begin SUPPLIED DATA
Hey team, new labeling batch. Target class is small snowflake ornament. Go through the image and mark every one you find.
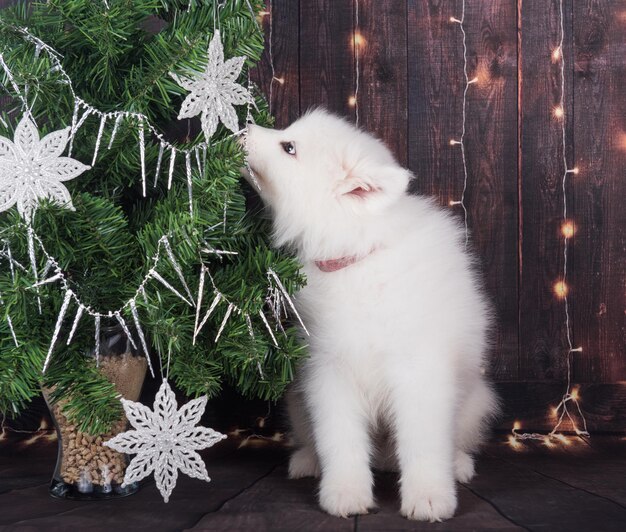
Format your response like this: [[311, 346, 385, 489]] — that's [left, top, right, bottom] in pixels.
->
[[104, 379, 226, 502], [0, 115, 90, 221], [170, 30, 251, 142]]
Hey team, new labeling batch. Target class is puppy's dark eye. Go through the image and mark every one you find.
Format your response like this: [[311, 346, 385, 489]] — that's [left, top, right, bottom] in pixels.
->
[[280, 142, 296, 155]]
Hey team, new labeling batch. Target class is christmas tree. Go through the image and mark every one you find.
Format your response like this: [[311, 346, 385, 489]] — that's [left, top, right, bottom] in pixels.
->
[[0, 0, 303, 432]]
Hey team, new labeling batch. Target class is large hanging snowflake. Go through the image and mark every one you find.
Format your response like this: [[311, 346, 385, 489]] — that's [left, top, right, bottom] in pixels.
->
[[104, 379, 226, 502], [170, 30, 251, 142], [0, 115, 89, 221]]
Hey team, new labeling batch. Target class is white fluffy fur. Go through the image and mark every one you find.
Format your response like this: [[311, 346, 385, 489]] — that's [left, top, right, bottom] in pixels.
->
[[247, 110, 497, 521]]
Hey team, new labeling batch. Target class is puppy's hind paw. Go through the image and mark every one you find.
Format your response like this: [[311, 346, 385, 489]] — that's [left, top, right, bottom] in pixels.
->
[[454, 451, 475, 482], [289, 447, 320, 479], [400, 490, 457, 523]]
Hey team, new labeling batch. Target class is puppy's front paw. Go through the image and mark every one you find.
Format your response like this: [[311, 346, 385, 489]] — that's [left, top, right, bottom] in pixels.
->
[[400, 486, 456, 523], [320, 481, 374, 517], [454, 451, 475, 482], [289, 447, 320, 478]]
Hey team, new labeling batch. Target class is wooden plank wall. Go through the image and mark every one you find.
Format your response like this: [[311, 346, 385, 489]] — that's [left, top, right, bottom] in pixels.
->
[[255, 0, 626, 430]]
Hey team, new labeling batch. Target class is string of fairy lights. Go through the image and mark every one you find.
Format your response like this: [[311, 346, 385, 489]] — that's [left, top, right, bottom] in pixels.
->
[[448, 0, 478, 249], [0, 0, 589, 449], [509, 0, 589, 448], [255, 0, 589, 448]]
end SUPPLIED DATA
◆ **THE PROBLEM**: Add 119 to every bounding-box coordinate in the answers, and write out the material again from its start through the line that contains "490, 457, 523]]", requests included. Leave the pictures out.

◆ **FINAL RESULT**:
Hey team, new labeling batch. Target class is small snowflake ornament. Go through the image and mark every one you find.
Format your response like this: [[311, 346, 385, 489]] — that's [left, top, right, bottom] in pixels.
->
[[223, 498, 345, 621], [119, 234, 209, 340], [289, 149, 370, 261]]
Hey team, new labeling batch. Target class is puppy's dark eye. Go through the image and mark every one you find.
Format your response like this: [[311, 346, 385, 489]] — that's [left, top, right, bottom] in pixels.
->
[[399, 261, 415, 274]]
Hey team, new labeling batch. Target class is christmas tree. Go through the image and mark every one you find.
Format your response like this: [[311, 346, 385, 489]] — that's [left, top, right, bottom] in pixels.
->
[[119, 119, 422, 551]]
Hey team, new labeling batch. Target class is large hanging snowflake. Go through the image and mark every one you find.
Format your response like this: [[311, 346, 385, 489]] — that's [left, top, right, bottom] in pixels.
->
[[223, 498, 345, 621], [289, 149, 370, 261], [119, 234, 208, 340]]
Hey team, new labeling batch. Target class is white fluffy fur. Go through the image and mark every one you find.
Format your response like this: [[311, 346, 385, 489]] — that's [left, top, right, bottom] in pixels.
->
[[366, 229, 616, 640]]
Hey team, new labeling batch. Target class is puppy's hind paw. Go through the image and mark every one you find.
Format your response like this: [[311, 346, 385, 489]] — that's [left, top, right, bottom] in pixels.
->
[[573, 570, 594, 601], [408, 566, 439, 598], [519, 609, 576, 642]]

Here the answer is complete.